*** Opening of DATA TO USE ***

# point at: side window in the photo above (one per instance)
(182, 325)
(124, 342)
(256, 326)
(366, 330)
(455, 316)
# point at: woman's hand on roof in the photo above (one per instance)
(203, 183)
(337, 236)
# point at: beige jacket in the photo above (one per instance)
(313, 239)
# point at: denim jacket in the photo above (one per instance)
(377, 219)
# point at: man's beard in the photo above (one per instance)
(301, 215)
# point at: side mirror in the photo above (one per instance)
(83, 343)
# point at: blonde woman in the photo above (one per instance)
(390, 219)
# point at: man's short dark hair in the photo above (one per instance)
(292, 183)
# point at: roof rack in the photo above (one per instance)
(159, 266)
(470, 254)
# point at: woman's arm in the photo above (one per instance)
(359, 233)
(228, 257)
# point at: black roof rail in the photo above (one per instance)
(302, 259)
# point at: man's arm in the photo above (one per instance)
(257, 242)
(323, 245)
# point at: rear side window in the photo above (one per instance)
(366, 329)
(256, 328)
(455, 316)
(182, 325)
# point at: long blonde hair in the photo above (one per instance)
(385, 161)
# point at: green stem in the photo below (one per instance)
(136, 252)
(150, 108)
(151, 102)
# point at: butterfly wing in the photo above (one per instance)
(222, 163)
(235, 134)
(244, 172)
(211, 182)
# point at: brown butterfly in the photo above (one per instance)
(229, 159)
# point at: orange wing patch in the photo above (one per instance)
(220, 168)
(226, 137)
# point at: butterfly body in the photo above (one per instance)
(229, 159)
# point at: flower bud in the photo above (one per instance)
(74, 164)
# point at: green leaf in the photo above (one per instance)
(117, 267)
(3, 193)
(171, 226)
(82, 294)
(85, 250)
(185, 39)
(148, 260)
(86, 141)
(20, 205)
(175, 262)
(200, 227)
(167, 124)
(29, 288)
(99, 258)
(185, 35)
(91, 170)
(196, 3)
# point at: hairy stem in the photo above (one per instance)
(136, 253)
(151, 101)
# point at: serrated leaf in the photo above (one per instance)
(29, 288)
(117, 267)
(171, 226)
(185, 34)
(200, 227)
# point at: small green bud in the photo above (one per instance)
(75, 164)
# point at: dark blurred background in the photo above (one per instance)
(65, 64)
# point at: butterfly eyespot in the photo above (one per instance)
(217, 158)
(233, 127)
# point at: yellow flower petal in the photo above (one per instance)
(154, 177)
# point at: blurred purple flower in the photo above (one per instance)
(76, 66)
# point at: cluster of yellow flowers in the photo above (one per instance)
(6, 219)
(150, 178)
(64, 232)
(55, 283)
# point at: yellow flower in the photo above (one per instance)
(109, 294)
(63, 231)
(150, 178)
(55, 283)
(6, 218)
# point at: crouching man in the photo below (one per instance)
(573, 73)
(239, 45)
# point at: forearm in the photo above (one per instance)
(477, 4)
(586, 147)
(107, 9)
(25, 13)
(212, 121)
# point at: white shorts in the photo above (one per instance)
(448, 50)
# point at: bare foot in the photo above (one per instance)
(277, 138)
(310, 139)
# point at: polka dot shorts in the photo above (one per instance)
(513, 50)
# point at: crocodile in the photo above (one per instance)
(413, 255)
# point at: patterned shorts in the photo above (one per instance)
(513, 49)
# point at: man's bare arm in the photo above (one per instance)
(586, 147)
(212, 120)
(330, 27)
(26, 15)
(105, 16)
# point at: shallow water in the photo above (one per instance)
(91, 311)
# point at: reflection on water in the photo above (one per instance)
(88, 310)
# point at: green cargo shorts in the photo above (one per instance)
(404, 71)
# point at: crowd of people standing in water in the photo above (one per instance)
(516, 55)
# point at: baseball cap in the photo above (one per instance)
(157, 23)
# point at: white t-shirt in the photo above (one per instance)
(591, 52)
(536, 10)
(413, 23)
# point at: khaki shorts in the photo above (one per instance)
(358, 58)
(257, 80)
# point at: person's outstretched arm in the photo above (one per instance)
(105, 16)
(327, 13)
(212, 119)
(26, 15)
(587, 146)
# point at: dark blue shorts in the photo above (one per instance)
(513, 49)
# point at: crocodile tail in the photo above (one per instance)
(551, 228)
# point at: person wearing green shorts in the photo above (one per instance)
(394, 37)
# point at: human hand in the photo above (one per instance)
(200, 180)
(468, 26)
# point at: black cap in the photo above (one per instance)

*** Close of DATA TO USE ***

Return all the data above once more, precisely as given.

# point at: side window in the photo above (one per instance)
(182, 325)
(124, 342)
(256, 326)
(366, 330)
(455, 316)
# point at: woman's hand on roof in the photo above (one per instance)
(203, 183)
(337, 236)
# point at: beige jacket in the photo above (one per instance)
(313, 239)
# point at: denim jacket in the photo above (one per instance)
(377, 219)
# point at: man's beard in the photo above (one per instance)
(301, 215)
# point at: side mirror in the photo above (one per instance)
(83, 343)
# point at: blonde woman in the photo above (one per instance)
(390, 219)
# point at: man's short dark hair in the photo above (one per instance)
(292, 183)
# point at: roof rack in the photo above (one per instance)
(159, 266)
(470, 254)
# point at: woman's arm in the photo above (one per instance)
(359, 233)
(228, 257)
# point at: black roof rail in the photo above (one per instance)
(302, 259)
# point at: man's arm in the photo above (one per instance)
(257, 242)
(323, 245)
# point at: rear side window in the photo above (one per instance)
(366, 329)
(256, 328)
(455, 316)
(182, 325)
# point at: long blonde hair in the photo above (one per instance)
(385, 161)
# point at: green stem in the photo below (one per instance)
(136, 252)
(150, 108)
(151, 102)
# point at: butterfly wing in the photo above (one per instance)
(222, 163)
(235, 134)
(244, 172)
(211, 182)
# point at: brown butterfly in the photo above (one per instance)
(229, 159)
# point at: orange wing patch in the photo above (one per instance)
(220, 168)
(226, 137)
# point at: butterfly body in the photo above (one per instance)
(229, 159)
# point at: flower bud in the photo above (one per instance)
(74, 164)
# point at: green leaf in the photo above (one per instance)
(117, 267)
(3, 193)
(171, 226)
(82, 294)
(85, 250)
(185, 39)
(148, 260)
(86, 141)
(20, 205)
(175, 262)
(200, 227)
(167, 124)
(29, 288)
(99, 258)
(185, 35)
(91, 170)
(196, 3)
# point at: hairy stem in the photo above (one per instance)
(136, 253)
(151, 101)
# point at: serrated leaf in the photo above (one per instance)
(29, 288)
(117, 267)
(171, 226)
(185, 34)
(200, 227)
# point at: small green bud in the photo above (one per instance)
(75, 164)
# point at: dark blurred background in the photo above (one per instance)
(65, 64)
# point at: butterfly eyespot in the photo above (one per instance)
(217, 158)
(233, 127)
# point at: yellow flower petal in the photo above (one per instance)
(154, 177)
# point at: blurred purple flower in the photo above (one per instance)
(76, 66)
# point at: cluster of yellow flowers in the photo above (one per instance)
(6, 219)
(150, 178)
(64, 232)
(55, 283)
# point at: yellow flower in the photo above (one per instance)
(109, 294)
(63, 231)
(150, 178)
(55, 283)
(6, 218)
# point at: crouching man in the photo below (one per instance)
(573, 73)
(239, 45)
# point at: forearm in the photo above (one per instance)
(477, 4)
(586, 147)
(107, 9)
(25, 13)
(212, 121)
# point at: white shorts in the photo above (one per instance)
(448, 50)
# point at: bare foot in the photo above (one per instance)
(277, 138)
(310, 139)
# point at: polka dot shorts in the photo above (one per instance)
(513, 50)
# point at: crocodile in the photo above (one per instance)
(413, 255)
# point at: patterned shorts in the photo above (one per instance)
(513, 49)
# point at: man's bare arm in the photo above (one per instance)
(586, 147)
(212, 120)
(330, 27)
(26, 15)
(105, 16)
# point at: shallow water in the photo above (one per instance)
(91, 311)
# point at: reflection on water in the photo above (one per instance)
(88, 310)
# point at: green cargo shorts in the photo above (one per instance)
(404, 71)
# point at: crowd of people standing in water in the photo above (one per instance)
(516, 55)
# point at: baseball cap in the photo above (one per instance)
(157, 23)
# point at: white t-shirt in the photo above (one per instance)
(591, 52)
(536, 10)
(413, 23)
# point at: khaki shorts in the photo above (one per instance)
(358, 58)
(257, 80)
# point at: person's outstretched arm in the photo above (one per instance)
(105, 16)
(327, 13)
(212, 119)
(26, 15)
(587, 146)
# point at: dark blue shorts in the photo above (one per instance)
(513, 49)
# point at: crocodile tail in the photo above (one per instance)
(551, 228)
# point at: person wearing green shorts in the photo above (one per instance)
(394, 37)
# point at: human hand in the photo above (one per instance)
(200, 180)
(468, 26)
# point at: black cap in the photo above (one per instance)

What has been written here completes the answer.